Problem description
Find every line in the items below that contains the word "boat", matching case exactly, and copy each of those lines.

Data

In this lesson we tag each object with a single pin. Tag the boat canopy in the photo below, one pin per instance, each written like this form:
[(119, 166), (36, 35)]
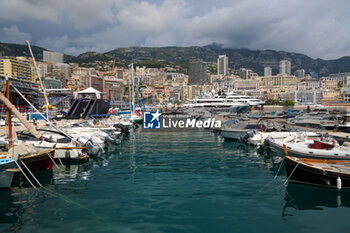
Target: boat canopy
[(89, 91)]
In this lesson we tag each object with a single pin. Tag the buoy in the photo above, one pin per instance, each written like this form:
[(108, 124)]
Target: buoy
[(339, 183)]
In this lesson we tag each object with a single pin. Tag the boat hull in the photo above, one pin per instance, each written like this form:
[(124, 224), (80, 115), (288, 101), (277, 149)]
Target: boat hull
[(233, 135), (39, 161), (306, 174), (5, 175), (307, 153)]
---
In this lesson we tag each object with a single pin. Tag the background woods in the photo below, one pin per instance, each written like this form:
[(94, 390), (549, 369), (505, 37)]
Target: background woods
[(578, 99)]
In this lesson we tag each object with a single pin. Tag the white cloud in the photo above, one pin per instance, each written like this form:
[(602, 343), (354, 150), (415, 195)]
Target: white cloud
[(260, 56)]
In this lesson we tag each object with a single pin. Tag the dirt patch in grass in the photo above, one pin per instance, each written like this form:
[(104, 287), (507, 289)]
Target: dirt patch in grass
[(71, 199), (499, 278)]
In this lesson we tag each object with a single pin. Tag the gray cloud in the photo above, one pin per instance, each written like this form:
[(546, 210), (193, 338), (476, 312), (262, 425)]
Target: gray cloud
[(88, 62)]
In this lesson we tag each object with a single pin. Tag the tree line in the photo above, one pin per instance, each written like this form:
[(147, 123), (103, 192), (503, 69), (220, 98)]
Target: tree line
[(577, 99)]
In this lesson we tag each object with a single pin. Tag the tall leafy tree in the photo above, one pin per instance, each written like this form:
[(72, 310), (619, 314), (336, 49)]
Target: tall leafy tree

Correct response
In this lesson we tag each object with a single pin. Tag the boat canopy in the photo below, one pin per instance, each written like this form:
Target: boat canopy
In this lesson we tag each object with a single pin. Tag the boat hull in the photo above, one pin per instance, each written like this form:
Target: boat hull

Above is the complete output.